» **Exercise instructions**
A. Do these statements agree with the article on Dolní Benešov? Answer each with yes or no, and quote the words of the article that settle it.
(i) Dolní Benešov lies about 14 km east of Opava.
(ii) In the 2021 census, Zábřeh had more inhabitants than the municipal part of Dolní Benešov.
(iii) The Ostrava River forms the town's southern municipal border.
B. Using the article on Dolní Benešov, what are the answers to these questions?
(i) What was the town's former name?
(ii) What is its postal code?
(iii) What are the two large fishponds called?
C. Proceed with the article on Dolní Benešov by writing what comes after its last sentence.

» **Passage to read**
Population (2026-01-01)
- • Total: 3,824
- • Density: 258.2/km^{2} (668.7/sq mi)
- Time zone: UTC+1 (CET)
- • Summer (DST): UTC+2 (CEST)
- Postal code: 747 22
- Website: www.dolnibenesov.cz

= Dolní Benešov =

Dolní Benešov (/cs/; formerly Benešov u Hlučína; Beneschau) is a town in Opava District in the Moravian-Silesian Region of the Czech Republic. It has about 3,800 inhabitants. It is part of the historical Hlučín Region.

==Administrative division==
Dolní Benešov consists of two municipal parts (in brackets population according to the 2021 census):
- Dolní Benešov (3,194)
- Zábřeh (694)

==Geography==
Dolní Benešov is located about 14 km east of Opava and 12 km northwest of Ostrava. It lies in a flat agricultural landscape in the Opava Hilly Land. It is situated near the Opava River, which forms the southern municipal border. There are two large fishponds: Jezero and Nezmar.

» **Study material**
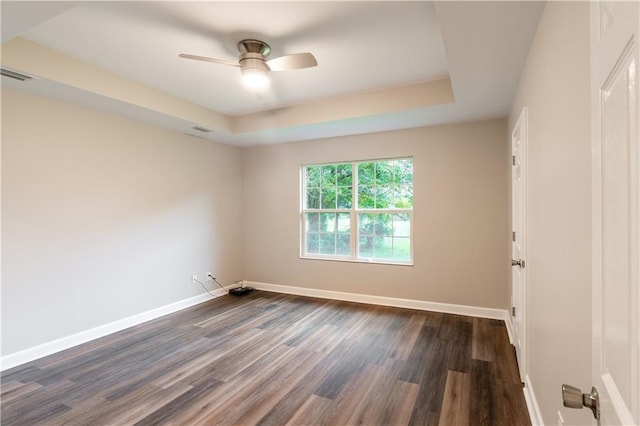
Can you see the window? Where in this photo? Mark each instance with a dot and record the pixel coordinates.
(358, 211)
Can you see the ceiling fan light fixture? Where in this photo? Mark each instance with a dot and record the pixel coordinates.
(255, 78)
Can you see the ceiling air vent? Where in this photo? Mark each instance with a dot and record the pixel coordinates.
(15, 75)
(202, 129)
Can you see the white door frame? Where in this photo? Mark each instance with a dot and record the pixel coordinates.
(615, 65)
(519, 287)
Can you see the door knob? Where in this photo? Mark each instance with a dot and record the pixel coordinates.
(518, 262)
(573, 397)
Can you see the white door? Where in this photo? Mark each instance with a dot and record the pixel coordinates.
(518, 238)
(615, 32)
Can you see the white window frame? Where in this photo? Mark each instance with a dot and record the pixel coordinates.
(354, 212)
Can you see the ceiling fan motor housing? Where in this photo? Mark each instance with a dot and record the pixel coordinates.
(253, 54)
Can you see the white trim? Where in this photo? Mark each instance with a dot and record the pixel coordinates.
(508, 323)
(532, 403)
(474, 311)
(36, 352)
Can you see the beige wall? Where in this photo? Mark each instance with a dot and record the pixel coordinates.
(104, 217)
(460, 215)
(555, 88)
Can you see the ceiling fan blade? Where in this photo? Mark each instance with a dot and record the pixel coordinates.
(292, 62)
(207, 59)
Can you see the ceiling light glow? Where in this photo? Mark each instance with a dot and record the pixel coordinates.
(255, 79)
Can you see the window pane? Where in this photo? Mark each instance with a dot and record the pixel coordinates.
(343, 244)
(365, 224)
(327, 222)
(328, 175)
(344, 223)
(327, 244)
(402, 249)
(401, 225)
(384, 248)
(313, 198)
(313, 222)
(344, 175)
(344, 197)
(313, 242)
(366, 197)
(381, 186)
(365, 246)
(403, 197)
(366, 173)
(312, 176)
(384, 197)
(328, 200)
(383, 226)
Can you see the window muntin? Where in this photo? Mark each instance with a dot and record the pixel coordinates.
(360, 211)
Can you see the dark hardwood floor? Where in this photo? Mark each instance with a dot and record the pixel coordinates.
(277, 359)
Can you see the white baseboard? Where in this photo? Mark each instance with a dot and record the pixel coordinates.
(532, 403)
(473, 311)
(36, 352)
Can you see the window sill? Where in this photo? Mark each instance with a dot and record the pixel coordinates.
(370, 261)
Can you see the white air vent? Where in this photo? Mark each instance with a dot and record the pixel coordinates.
(15, 75)
(202, 129)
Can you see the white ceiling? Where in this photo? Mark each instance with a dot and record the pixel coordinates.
(381, 65)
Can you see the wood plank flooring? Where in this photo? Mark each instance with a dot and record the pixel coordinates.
(274, 359)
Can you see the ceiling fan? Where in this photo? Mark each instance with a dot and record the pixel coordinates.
(254, 63)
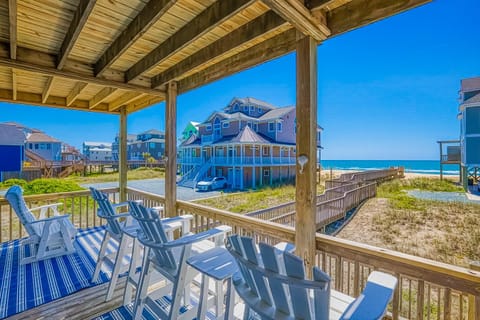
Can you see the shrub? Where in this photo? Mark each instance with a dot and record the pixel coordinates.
(11, 182)
(40, 186)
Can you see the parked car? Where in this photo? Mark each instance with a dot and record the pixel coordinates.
(212, 184)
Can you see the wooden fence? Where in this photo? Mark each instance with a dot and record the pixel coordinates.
(427, 289)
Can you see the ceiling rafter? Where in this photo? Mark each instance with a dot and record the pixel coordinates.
(100, 97)
(76, 91)
(246, 33)
(79, 20)
(149, 15)
(300, 17)
(12, 17)
(124, 99)
(199, 26)
(43, 63)
(53, 101)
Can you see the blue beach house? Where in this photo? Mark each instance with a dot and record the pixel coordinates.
(469, 116)
(12, 153)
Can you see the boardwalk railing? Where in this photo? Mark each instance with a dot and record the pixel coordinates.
(427, 289)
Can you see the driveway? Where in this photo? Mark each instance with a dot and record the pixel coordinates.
(157, 186)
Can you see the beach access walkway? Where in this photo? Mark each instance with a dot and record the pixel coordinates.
(341, 196)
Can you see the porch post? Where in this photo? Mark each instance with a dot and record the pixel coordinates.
(306, 149)
(122, 152)
(171, 150)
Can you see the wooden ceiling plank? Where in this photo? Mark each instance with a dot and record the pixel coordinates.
(359, 13)
(262, 52)
(300, 17)
(47, 89)
(14, 84)
(208, 19)
(100, 97)
(12, 16)
(246, 33)
(150, 14)
(123, 100)
(53, 101)
(76, 91)
(79, 20)
(42, 63)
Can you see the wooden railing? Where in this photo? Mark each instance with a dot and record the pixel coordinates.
(427, 289)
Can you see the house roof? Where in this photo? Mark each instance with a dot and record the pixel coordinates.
(474, 99)
(11, 135)
(39, 136)
(276, 113)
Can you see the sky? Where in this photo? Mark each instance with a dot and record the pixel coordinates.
(385, 91)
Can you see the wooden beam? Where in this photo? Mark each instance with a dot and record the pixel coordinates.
(319, 4)
(76, 91)
(122, 155)
(123, 100)
(14, 84)
(142, 103)
(100, 97)
(300, 17)
(12, 17)
(211, 17)
(306, 141)
(266, 23)
(359, 13)
(44, 64)
(79, 20)
(171, 150)
(150, 14)
(52, 101)
(265, 51)
(46, 90)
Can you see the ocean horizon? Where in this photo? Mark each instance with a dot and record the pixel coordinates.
(413, 166)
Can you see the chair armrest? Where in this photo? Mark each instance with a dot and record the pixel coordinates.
(65, 216)
(43, 209)
(190, 239)
(373, 302)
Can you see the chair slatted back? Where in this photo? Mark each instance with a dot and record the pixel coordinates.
(106, 211)
(153, 233)
(14, 196)
(277, 279)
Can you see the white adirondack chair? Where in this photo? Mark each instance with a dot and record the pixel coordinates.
(124, 233)
(47, 237)
(168, 258)
(276, 288)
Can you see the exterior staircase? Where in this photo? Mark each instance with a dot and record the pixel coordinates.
(191, 178)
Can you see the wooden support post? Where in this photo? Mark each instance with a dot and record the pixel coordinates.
(122, 151)
(306, 141)
(171, 150)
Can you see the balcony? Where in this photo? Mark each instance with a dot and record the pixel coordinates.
(424, 285)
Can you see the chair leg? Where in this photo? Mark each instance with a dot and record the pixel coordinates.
(117, 266)
(142, 288)
(101, 256)
(132, 273)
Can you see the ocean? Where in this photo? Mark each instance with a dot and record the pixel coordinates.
(414, 166)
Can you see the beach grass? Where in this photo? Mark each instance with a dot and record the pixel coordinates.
(443, 231)
(253, 200)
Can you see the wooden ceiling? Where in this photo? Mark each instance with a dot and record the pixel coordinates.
(102, 55)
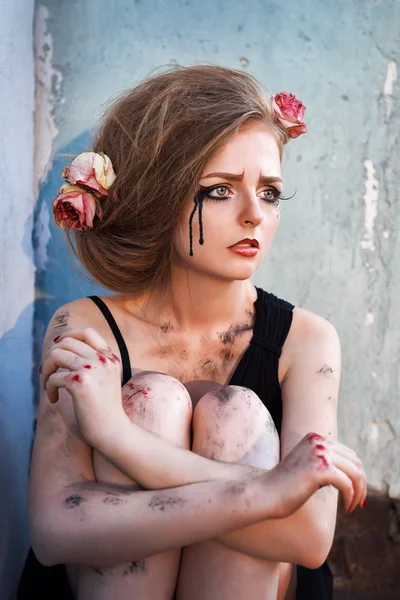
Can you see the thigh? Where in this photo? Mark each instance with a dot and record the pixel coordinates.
(160, 404)
(230, 424)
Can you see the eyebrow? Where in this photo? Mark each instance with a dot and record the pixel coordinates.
(264, 179)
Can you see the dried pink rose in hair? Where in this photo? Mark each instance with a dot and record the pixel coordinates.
(91, 169)
(290, 112)
(74, 208)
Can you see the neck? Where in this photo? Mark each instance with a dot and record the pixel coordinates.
(201, 304)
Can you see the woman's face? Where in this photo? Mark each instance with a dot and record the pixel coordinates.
(240, 187)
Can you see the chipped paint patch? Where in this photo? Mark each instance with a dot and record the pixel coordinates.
(48, 89)
(41, 236)
(391, 76)
(369, 319)
(371, 206)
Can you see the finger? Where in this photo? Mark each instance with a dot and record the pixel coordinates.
(59, 358)
(356, 475)
(54, 383)
(80, 348)
(340, 480)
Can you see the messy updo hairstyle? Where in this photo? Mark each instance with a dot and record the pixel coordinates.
(159, 136)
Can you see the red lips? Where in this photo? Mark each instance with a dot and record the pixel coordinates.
(253, 242)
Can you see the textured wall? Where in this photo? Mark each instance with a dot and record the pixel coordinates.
(338, 251)
(16, 282)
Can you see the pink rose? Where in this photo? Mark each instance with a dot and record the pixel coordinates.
(290, 111)
(75, 208)
(92, 169)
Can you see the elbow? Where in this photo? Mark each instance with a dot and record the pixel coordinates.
(45, 538)
(314, 552)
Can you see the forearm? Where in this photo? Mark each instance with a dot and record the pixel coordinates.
(303, 538)
(156, 463)
(99, 525)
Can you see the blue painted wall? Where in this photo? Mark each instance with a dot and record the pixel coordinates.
(337, 252)
(16, 282)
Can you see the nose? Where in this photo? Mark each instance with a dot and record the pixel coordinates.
(251, 213)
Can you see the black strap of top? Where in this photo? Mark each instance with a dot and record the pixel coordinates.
(123, 350)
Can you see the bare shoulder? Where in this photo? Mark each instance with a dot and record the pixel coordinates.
(308, 327)
(79, 314)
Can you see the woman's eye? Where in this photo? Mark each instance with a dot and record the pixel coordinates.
(218, 192)
(221, 190)
(271, 195)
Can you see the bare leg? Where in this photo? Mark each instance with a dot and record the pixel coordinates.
(230, 424)
(160, 404)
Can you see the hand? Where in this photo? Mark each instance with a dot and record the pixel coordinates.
(92, 377)
(314, 463)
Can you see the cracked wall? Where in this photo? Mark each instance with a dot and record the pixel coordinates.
(16, 283)
(337, 251)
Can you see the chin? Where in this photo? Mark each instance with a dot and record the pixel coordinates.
(235, 273)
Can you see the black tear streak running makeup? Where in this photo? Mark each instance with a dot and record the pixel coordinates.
(205, 193)
(198, 201)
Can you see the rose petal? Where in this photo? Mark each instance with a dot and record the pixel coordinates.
(92, 169)
(74, 208)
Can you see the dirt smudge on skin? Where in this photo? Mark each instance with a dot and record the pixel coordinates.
(166, 327)
(114, 501)
(136, 566)
(224, 394)
(163, 502)
(74, 501)
(227, 356)
(229, 336)
(60, 319)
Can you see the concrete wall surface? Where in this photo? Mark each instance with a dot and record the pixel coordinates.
(16, 282)
(337, 252)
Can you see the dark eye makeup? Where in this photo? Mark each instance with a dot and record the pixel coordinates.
(206, 192)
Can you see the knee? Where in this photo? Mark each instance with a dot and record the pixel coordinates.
(227, 404)
(232, 424)
(159, 403)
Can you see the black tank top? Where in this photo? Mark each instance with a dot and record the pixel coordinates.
(258, 371)
(258, 367)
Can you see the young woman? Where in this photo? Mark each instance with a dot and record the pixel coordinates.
(200, 476)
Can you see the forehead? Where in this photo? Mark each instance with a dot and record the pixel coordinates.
(252, 148)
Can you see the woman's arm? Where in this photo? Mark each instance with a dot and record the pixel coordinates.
(309, 395)
(71, 518)
(75, 520)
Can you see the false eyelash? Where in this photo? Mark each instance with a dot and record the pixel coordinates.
(288, 198)
(203, 193)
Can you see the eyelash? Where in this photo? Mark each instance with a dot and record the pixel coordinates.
(205, 193)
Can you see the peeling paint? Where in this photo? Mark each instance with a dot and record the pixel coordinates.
(371, 206)
(48, 89)
(42, 237)
(391, 76)
(369, 319)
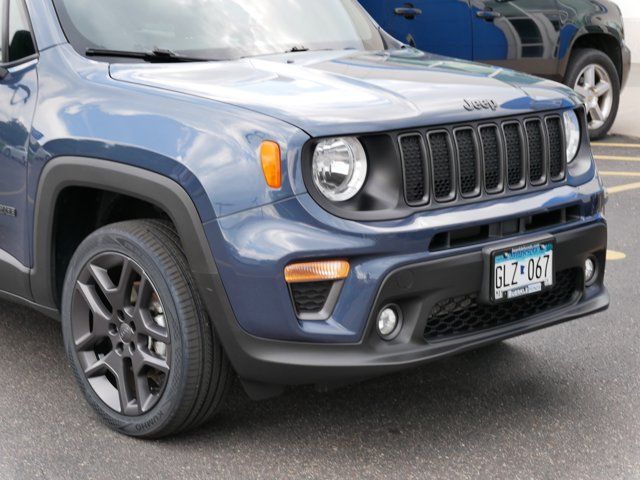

» **Results in order**
A.
(i) Yes: "located about 14 km east of Opava"
(ii) No: "Dolní Benešov (3,194)" and "Zábřeh (694)"
(iii) No: "the Opava River, which forms the southern municipal border"

B.
(i) Benešov u Hlučína
(ii) 747 22
(iii) Jezero and Nezmar

C.
==History==
The first written mention of Benešov is from 1312, as an estate of the Benešovice noble family. In 1371, its then owner Margrave John Henry exchanged Benešov for the Drahotuš Castle near Lipník nad Bečvou with the Drahotuš family. This family owned Benešov until the late 16th century. During their rule, the village prospered and developed, and in 1493 it received town privileges by King Vladislaus II.

In 1598, Benešov was illegally acquired by the Mošovský family during their re-Catholicisation struggles. The town was then owned by the barons of Kalkreut in 1710–1774, by the Henneberk family in 1774–1846, and by the Rothschild family in 1846–1848.

During World War II, the village was the base for a working party of British and Commonwealth prisoners of war, under the administration of Stalag VIIIB/344 at Łambinowice in Poland. In January 1945, as the Soviet armies resumed their offensive and advanced from the east, and the prisoners were marched westward in The Long March. Many of them died from the bitter cold and exhaustion. The lucky ones got far enough to the west to be liberated by the Allied armies.

==Transport==
The I/56 road from Ostrava to Opava runs through the town.

Dolní Benešov is located on the railway line Opava–Hlučín.

==Culture==
The annual meeting of youth wind orchestras Music Spring in the Hlučín Region takes place in the town.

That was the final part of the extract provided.